Entries from a point annotation set:
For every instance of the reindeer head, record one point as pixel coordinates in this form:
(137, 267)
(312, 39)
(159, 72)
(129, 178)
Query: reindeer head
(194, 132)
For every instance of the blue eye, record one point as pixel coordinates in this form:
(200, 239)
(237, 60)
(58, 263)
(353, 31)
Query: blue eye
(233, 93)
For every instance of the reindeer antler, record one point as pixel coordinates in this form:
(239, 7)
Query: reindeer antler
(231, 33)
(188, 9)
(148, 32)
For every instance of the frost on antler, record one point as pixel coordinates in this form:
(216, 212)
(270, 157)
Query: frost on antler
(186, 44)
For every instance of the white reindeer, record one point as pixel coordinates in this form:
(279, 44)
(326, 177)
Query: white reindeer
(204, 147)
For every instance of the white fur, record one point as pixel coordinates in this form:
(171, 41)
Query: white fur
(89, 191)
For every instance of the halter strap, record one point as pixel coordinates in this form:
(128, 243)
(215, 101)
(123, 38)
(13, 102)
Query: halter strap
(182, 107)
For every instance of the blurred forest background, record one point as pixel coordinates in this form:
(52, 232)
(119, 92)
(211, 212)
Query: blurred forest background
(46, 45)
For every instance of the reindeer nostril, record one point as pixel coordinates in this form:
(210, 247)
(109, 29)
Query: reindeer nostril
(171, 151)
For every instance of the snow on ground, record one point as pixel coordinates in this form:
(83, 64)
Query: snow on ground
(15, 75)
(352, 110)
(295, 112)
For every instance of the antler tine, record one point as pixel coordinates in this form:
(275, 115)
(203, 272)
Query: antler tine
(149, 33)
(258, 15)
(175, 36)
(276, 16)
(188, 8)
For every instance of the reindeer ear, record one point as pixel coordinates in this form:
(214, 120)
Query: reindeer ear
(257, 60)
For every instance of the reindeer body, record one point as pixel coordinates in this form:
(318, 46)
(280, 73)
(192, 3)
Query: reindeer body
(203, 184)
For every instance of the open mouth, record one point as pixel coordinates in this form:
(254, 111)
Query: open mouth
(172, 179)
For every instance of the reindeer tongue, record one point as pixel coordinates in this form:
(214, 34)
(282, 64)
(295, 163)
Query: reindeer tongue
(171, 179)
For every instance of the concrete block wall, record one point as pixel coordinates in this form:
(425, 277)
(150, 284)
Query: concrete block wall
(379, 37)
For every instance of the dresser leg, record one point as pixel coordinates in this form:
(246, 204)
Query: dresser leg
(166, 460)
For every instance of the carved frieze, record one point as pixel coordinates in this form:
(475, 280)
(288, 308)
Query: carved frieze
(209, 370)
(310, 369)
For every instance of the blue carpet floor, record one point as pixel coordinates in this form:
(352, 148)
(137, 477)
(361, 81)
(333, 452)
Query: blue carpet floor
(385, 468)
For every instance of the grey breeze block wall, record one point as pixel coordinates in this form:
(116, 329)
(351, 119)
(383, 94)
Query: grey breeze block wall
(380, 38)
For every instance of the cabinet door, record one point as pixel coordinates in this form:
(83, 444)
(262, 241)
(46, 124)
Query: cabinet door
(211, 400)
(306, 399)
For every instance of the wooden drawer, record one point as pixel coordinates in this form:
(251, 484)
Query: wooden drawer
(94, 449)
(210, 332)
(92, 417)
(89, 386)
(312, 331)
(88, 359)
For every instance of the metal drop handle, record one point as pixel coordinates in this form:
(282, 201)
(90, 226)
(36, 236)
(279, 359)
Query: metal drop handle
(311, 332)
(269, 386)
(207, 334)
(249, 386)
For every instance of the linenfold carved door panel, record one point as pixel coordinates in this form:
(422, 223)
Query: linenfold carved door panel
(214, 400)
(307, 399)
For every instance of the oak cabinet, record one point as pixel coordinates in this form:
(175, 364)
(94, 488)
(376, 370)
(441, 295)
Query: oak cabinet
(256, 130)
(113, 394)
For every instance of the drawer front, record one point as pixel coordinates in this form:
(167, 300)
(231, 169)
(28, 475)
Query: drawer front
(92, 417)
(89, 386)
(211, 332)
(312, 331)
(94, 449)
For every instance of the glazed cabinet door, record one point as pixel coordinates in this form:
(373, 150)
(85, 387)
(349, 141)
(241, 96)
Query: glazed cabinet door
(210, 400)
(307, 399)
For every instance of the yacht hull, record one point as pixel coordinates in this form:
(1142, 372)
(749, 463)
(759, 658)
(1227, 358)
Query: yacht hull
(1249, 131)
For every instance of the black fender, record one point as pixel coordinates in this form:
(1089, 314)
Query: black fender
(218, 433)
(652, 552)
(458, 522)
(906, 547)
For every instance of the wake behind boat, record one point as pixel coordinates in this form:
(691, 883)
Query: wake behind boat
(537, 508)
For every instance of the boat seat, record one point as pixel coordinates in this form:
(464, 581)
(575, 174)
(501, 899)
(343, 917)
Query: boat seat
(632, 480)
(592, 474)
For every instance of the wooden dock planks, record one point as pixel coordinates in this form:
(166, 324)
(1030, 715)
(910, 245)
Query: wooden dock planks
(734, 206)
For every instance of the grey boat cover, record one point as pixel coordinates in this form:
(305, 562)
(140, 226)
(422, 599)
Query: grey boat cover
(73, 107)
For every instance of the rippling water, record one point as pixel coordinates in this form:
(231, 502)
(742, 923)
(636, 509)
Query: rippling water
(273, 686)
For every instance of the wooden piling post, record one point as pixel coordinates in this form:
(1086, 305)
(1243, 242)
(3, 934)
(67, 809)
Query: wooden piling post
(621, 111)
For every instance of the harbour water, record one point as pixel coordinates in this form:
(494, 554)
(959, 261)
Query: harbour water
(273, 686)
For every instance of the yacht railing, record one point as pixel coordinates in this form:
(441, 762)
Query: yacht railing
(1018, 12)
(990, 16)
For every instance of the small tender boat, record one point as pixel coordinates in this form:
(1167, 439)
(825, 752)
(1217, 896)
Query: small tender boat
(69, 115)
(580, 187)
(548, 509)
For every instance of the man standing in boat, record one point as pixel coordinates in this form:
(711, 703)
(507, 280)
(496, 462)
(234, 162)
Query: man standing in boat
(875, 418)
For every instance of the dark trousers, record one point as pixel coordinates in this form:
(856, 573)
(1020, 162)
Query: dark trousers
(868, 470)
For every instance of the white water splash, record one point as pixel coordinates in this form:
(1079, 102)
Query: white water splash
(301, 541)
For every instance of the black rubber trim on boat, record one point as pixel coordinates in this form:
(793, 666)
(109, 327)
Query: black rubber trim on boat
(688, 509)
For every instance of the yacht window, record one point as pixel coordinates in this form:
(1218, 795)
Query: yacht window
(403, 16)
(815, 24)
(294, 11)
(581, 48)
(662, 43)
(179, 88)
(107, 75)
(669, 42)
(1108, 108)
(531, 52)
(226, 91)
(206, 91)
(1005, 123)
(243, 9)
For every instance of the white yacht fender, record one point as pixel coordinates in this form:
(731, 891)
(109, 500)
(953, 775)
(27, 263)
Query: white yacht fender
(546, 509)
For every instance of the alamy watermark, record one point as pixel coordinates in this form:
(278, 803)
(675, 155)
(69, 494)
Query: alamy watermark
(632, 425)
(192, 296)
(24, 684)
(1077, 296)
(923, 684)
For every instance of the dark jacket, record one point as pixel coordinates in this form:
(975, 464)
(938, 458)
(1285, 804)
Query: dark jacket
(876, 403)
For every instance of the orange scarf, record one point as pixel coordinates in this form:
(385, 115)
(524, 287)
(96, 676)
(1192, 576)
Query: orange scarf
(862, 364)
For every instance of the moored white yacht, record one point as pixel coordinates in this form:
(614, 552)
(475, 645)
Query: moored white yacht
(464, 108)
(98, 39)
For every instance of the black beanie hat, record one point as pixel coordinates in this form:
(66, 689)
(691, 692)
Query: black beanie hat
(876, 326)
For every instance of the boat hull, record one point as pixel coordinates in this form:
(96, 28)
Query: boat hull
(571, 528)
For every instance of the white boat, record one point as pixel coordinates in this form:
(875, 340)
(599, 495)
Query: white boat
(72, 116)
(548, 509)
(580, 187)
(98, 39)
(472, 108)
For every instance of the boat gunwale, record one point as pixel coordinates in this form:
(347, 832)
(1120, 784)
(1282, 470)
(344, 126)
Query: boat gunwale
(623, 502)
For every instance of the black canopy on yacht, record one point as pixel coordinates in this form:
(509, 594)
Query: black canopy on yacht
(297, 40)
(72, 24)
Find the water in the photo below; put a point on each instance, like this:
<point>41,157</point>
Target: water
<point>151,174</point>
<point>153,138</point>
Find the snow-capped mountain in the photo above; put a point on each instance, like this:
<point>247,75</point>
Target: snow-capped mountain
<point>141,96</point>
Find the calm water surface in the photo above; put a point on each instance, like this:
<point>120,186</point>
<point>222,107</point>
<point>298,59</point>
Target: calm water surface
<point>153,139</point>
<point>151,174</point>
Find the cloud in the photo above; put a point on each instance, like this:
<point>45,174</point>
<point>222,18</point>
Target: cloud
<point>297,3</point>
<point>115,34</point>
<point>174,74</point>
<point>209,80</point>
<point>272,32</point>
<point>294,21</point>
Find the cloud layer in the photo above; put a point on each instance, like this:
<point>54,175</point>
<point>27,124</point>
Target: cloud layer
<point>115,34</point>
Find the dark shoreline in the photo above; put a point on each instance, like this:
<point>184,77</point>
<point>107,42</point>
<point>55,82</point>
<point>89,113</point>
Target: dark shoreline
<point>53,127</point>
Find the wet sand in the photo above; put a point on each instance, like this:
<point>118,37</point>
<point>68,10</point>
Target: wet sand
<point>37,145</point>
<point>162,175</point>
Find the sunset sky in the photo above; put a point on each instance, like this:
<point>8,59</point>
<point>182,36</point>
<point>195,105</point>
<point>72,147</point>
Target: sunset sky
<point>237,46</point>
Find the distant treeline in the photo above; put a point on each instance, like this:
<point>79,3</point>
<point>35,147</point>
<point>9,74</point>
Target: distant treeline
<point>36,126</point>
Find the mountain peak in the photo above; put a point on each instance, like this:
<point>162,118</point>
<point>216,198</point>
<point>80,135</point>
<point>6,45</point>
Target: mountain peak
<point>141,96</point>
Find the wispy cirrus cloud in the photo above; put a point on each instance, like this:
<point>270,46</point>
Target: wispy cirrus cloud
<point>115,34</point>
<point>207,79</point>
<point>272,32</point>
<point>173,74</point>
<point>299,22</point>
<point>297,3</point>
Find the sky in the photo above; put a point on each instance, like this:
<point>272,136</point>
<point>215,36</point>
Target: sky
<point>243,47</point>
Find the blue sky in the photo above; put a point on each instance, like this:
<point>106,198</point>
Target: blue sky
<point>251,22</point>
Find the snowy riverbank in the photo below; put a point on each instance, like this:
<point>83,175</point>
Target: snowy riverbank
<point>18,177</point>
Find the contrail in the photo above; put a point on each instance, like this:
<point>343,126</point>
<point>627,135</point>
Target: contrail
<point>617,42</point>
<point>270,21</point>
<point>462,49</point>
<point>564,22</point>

● **Instructions to follow**
Please copy the lines from the one containing "Find the distant" through the end of the records, replacing "put a point" with "place a marker" and leaving everything else unchanged.

● **Task solution**
Find the distant treeline in the photo above; place a marker on each instance, like this:
<point>79,3</point>
<point>35,147</point>
<point>9,74</point>
Target: distant treeline
<point>36,126</point>
Find the mountain peak in the photo above; place a marker on each instance, like this:
<point>162,118</point>
<point>216,198</point>
<point>80,135</point>
<point>6,45</point>
Target: mountain peak
<point>141,96</point>
Find the wispy cirrus cloud in the photo above; place a marker on each instance, like this:
<point>270,46</point>
Target: wispy cirrus cloud
<point>115,34</point>
<point>207,79</point>
<point>272,32</point>
<point>173,74</point>
<point>299,22</point>
<point>297,3</point>
Find the sky in the photo above; place a marker on each instance, like this:
<point>272,136</point>
<point>215,36</point>
Target: sky
<point>243,47</point>
Find the blue sky in the photo above; place a marker on each instance, like this:
<point>106,198</point>
Target: blue sky
<point>251,22</point>
Find the snowy riverbank in the photo below; place a marker on each instance, like this:
<point>83,175</point>
Target: snowy riverbank
<point>18,177</point>
Find the contrail in the photo above; place a marker on each instance, like this:
<point>343,126</point>
<point>627,135</point>
Target: contrail
<point>617,42</point>
<point>270,21</point>
<point>462,49</point>
<point>564,22</point>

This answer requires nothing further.